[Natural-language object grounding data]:
Segment Open

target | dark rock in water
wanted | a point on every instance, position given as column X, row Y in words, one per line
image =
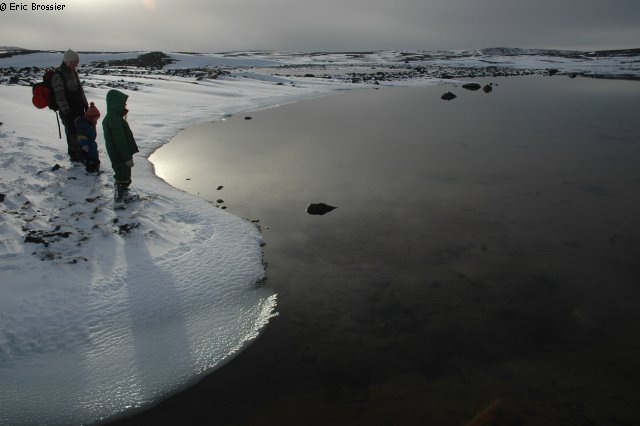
column 319, row 208
column 471, row 86
column 448, row 96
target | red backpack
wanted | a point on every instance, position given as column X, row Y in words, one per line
column 43, row 92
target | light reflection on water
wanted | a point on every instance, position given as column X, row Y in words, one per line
column 482, row 248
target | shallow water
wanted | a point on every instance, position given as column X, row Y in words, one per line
column 483, row 249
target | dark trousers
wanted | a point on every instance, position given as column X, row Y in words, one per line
column 70, row 131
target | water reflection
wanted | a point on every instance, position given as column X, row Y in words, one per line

Segment Closed

[What you need to do]: Once you reach the line with "target | light reflection on water" in the data above, copy it and every line after it exactly, up to and including the line with "target | water reflection".

[Reply]:
target | light reflection on water
wanted | a point on every instance, position given as column X, row Y in words, one per line
column 482, row 248
target | shallow water
wanted | a point on every instance, position given as column X, row Y in words, one per line
column 483, row 249
target | dark trousers
wanted | a point on every instance, position given as column X, row Y in words, one per line
column 70, row 131
target | water reflection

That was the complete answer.